ASSIGNED TASK =>
Answer these from the abstract on endometrial hyperplasia, one answer per line:
(a) In what year did the prospective randomised study begin?
(b) What treatment is generally used for endometrial hyperplasia?
(c) What MPA dose and schedule cured the hyperplasia?

Lindahl B, Willén R
Department of Obstetrics and Gynecology, Lund University Hospital, Sweden.
Anticancer Res. 1994 Nov-Dec;14(6B):2831-4.
Endometrial hyperplasia was proposed as a predecessor to endometrial carcinoma already at the end of the 19th century. However, there have been different opinions regarding this view. The treatment also varies, but generally cyclic progesterone at a dose of 10 mg a day is used. In order to investigate whether endometrial hyperplasia is a premalignant state and also whether a high-dose gestagen treatment would cure a high proportion of these patients, a prospective randomised study was started in 1982. We now present the 5 year follow-up consisting of 82 patients treated with high-dose gestagen. In this study 19 out of 82 patients had hysterectomies (2 due to hyperplasia and 11 due to bleeding), almost the same frequency as in a previous report with patients followed-up with abrasio only, but now mainly due to bleeding problems. In summary, no carcinoma developed and the hyperplasia was cured with 500 mg MPA i.m. twice weekly for three months. However, the bleeding problems, though almost always only spotting, remained, leading to a frequency of hysterectomy that was still too high. We find latter clinical problem an enigma. Further studies are therefore in progress in our group which try to identify other treatment modalities for those patients with bleeding problems or who redeveloped hyperplasia after abrasio, in order to avoid hysterectomies.

SUPPLIED INFORMATION =>
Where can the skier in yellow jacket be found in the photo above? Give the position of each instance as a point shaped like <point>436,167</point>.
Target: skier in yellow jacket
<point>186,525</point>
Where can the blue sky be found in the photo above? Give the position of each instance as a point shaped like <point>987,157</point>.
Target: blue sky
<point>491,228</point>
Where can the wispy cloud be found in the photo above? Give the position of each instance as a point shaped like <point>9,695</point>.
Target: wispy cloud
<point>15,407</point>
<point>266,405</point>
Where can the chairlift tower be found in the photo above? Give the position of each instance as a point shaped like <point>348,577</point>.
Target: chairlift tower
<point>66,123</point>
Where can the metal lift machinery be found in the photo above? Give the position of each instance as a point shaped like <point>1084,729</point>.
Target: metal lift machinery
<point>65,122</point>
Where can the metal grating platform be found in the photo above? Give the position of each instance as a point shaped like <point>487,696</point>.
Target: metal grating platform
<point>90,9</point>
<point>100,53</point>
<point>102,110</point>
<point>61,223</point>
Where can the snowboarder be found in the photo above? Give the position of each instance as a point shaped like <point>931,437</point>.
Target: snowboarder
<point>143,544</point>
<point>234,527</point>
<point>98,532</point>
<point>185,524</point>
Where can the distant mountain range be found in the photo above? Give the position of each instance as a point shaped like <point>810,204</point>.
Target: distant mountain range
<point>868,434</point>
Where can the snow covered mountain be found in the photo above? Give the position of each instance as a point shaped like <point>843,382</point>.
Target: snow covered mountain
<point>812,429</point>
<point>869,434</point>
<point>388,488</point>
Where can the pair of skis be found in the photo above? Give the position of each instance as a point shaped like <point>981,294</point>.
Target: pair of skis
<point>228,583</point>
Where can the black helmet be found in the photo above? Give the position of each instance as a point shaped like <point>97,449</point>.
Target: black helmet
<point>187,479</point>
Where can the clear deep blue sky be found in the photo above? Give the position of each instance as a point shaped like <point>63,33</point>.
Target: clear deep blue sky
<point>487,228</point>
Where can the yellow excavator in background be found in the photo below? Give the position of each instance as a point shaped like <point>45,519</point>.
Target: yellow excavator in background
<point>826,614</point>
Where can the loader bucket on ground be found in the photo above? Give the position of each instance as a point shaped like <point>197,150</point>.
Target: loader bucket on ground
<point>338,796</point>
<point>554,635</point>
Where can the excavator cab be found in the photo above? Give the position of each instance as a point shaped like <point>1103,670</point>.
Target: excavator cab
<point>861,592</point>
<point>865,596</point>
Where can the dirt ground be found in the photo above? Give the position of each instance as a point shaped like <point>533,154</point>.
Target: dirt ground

TASK RESULT =>
(a) 1982
(b) Cyclic progesterone at a dose of 10 mg a day
(c) 500 mg MPA i.m. twice weekly for three months